→ ASSIGNMENT
Express the rows from the first line through the line that contains "positive clicks: (0, 440) (0, 437)", both included, as a JSON list of strings with one string per line and blank lines omitted.

→ EXTRACTED MATERIAL
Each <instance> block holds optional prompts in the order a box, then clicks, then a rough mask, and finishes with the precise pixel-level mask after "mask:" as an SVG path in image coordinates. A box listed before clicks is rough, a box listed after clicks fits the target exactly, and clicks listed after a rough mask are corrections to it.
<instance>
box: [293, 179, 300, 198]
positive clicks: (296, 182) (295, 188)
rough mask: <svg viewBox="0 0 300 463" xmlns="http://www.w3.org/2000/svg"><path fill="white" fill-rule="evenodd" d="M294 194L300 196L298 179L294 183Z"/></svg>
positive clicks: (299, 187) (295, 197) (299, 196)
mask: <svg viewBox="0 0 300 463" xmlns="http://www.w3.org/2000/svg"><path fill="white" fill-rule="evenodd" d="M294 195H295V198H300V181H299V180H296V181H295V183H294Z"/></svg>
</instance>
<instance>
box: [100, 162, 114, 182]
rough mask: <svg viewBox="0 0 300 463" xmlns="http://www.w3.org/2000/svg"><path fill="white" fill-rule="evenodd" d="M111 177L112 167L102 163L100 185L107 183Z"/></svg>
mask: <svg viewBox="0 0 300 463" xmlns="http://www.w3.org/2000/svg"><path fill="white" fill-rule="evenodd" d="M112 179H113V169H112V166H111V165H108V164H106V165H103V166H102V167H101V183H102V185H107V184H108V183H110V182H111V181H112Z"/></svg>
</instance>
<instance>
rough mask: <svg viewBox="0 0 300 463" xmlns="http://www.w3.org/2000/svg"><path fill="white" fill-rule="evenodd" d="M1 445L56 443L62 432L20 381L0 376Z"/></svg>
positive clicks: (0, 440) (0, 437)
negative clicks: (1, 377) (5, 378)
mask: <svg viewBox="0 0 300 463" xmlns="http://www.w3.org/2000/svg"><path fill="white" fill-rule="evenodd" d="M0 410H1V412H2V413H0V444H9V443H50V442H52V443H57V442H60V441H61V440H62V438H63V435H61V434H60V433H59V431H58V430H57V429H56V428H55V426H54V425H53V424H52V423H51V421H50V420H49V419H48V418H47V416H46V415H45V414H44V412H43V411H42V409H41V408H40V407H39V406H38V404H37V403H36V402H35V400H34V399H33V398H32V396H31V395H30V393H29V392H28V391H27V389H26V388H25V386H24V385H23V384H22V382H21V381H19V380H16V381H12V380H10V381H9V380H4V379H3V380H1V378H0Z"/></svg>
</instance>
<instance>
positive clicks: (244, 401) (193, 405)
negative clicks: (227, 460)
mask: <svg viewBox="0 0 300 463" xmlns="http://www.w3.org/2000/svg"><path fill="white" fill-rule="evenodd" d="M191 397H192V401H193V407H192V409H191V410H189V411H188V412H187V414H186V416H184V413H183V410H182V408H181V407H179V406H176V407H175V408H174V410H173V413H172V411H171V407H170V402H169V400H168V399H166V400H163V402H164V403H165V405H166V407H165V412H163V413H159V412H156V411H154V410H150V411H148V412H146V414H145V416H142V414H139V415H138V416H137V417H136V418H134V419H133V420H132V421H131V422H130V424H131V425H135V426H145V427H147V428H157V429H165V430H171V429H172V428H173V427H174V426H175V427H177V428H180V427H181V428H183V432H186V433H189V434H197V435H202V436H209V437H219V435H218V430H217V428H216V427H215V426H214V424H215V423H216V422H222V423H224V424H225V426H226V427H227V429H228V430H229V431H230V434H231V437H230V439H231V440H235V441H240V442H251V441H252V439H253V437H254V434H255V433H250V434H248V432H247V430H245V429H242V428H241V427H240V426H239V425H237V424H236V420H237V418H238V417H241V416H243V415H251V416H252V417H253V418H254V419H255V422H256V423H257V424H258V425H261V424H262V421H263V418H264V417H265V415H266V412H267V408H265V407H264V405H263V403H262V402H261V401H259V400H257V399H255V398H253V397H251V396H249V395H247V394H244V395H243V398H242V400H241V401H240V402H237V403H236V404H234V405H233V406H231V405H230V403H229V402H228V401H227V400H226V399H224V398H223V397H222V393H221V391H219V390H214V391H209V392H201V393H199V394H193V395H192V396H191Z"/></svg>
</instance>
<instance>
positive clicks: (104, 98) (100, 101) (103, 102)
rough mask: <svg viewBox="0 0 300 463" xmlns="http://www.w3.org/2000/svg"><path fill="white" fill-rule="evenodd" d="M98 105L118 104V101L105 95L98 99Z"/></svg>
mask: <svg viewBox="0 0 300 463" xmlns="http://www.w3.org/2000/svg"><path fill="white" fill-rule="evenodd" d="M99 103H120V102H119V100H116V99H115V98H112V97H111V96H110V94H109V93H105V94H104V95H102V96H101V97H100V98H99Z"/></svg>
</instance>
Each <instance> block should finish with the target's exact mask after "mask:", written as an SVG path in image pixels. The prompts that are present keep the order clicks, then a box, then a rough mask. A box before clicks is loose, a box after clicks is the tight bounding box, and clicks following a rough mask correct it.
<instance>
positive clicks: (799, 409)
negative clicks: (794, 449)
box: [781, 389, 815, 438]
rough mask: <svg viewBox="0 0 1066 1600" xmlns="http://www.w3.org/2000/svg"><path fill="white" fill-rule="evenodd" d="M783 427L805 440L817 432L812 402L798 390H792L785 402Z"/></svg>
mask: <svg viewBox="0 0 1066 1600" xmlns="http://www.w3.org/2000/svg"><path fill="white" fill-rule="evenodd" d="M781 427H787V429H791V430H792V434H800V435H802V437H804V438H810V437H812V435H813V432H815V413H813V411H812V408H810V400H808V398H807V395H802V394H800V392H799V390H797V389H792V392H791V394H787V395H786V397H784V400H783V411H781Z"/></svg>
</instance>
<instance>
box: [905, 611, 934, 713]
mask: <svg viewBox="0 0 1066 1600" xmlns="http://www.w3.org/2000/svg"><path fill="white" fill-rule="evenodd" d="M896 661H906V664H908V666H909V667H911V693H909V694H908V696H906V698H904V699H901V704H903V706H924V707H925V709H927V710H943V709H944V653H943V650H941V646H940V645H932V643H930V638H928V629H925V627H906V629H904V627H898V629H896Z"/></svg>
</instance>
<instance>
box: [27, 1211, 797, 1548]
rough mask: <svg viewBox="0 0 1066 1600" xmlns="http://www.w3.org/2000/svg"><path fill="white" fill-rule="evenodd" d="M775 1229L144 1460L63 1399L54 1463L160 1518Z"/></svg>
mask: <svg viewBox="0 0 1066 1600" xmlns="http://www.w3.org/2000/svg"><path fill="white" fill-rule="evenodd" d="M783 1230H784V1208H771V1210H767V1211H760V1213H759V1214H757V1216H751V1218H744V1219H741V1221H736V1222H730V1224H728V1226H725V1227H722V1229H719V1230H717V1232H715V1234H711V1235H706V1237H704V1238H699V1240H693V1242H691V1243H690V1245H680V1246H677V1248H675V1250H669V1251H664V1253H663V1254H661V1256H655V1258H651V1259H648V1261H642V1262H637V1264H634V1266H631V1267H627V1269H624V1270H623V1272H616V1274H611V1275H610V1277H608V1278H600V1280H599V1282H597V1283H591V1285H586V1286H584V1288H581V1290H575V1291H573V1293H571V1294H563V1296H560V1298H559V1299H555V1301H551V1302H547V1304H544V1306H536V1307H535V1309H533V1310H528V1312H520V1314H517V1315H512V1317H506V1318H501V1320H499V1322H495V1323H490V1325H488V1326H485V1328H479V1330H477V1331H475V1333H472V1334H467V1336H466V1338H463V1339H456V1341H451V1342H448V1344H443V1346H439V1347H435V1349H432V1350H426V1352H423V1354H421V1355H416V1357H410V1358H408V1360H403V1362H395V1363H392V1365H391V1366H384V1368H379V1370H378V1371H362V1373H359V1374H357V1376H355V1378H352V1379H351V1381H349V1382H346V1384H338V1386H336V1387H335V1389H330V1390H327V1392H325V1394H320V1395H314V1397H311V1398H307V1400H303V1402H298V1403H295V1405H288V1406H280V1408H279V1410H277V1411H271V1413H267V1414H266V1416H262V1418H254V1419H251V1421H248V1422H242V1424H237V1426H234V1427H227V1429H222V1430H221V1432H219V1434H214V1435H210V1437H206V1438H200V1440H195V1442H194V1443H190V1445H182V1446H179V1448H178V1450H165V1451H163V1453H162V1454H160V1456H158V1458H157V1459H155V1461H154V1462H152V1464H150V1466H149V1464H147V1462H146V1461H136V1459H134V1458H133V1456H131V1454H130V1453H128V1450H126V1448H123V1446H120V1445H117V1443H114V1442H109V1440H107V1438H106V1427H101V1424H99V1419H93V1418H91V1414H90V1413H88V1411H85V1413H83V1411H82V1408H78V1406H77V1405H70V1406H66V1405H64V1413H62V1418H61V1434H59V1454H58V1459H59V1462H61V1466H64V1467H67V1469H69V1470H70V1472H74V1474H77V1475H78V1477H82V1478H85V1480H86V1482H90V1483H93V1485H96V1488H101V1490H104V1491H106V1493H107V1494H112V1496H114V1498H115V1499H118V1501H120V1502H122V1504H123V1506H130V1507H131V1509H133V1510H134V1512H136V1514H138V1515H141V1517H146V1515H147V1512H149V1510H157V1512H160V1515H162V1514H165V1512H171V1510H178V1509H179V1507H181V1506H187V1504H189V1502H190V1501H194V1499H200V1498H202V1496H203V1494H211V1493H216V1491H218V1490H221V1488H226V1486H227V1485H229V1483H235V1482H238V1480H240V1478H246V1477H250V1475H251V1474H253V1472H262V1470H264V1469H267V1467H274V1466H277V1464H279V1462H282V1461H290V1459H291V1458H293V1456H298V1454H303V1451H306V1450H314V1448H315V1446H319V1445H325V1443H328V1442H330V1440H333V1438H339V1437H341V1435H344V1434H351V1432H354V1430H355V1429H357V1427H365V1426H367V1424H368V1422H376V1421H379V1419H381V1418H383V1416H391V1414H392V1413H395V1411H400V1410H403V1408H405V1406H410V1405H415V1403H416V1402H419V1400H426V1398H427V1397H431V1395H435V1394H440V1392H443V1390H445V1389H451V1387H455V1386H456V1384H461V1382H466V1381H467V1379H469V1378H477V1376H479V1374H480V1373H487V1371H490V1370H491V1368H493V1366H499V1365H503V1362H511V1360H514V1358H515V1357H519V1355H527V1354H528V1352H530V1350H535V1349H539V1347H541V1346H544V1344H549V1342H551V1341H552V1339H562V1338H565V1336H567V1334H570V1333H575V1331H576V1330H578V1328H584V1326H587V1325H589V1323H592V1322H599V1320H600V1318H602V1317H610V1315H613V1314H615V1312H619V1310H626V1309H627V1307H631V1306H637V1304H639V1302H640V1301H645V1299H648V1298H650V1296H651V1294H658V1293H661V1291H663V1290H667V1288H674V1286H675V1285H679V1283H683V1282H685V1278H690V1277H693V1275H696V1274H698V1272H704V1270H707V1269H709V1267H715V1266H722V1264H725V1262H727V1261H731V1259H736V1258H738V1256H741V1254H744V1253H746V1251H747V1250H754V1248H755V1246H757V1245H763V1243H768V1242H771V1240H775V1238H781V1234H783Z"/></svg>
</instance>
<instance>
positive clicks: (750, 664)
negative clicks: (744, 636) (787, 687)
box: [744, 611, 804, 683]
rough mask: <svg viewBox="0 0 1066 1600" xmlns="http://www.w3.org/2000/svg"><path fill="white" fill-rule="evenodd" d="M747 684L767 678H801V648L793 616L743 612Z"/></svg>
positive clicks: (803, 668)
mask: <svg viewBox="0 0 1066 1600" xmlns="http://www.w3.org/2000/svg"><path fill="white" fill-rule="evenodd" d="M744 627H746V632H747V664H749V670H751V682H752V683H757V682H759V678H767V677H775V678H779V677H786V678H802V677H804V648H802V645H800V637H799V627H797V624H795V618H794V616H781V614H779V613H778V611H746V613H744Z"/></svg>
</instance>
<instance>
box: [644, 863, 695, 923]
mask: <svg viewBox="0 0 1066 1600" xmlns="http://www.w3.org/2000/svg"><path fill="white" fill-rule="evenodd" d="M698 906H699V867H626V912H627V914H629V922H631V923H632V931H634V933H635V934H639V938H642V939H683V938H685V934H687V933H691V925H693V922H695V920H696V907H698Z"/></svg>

→ SOLUTION
[
  "Each <instance> block holds optional prompts in the order a box, then clicks, then a rough mask, and finishes with the precise pixel-level mask after \"mask:\" as an SVG path in image coordinates. A box listed before clicks is rough, a box listed after clicks fits the target exactly, and clicks listed after a rough mask are corrections to it.",
  "<instance>",
  "box: [293, 179, 300, 198]",
  "positive clicks: (296, 182) (295, 188)",
  "rough mask: <svg viewBox=\"0 0 300 463\" xmlns=\"http://www.w3.org/2000/svg\"><path fill=\"white\" fill-rule=\"evenodd\" d=\"M294 194L300 196L298 179L294 183Z\"/></svg>",
  "positive clicks: (299, 187) (295, 197) (299, 196)",
  "mask: <svg viewBox=\"0 0 300 463\" xmlns=\"http://www.w3.org/2000/svg\"><path fill=\"white\" fill-rule=\"evenodd\" d=\"M294 195H295V198H300V181H299V180H296V181H295V183H294Z\"/></svg>",
  "</instance>",
  "<instance>",
  "box: [100, 162, 114, 182]",
  "rough mask: <svg viewBox=\"0 0 300 463\" xmlns=\"http://www.w3.org/2000/svg\"><path fill=\"white\" fill-rule=\"evenodd\" d=\"M111 177L112 167L102 163L100 185L107 183Z\"/></svg>",
  "mask: <svg viewBox=\"0 0 300 463\" xmlns=\"http://www.w3.org/2000/svg\"><path fill=\"white\" fill-rule=\"evenodd\" d=\"M112 179H113V169H112V166H111V165H108V164H106V165H103V166H102V167H101V183H102V185H107V184H108V183H110V182H111V181H112Z\"/></svg>",
  "</instance>",
  "<instance>",
  "rough mask: <svg viewBox=\"0 0 300 463\" xmlns=\"http://www.w3.org/2000/svg\"><path fill=\"white\" fill-rule=\"evenodd\" d=\"M1 445L56 443L62 432L20 381L0 376Z\"/></svg>",
  "positive clicks: (0, 440) (0, 437)"
]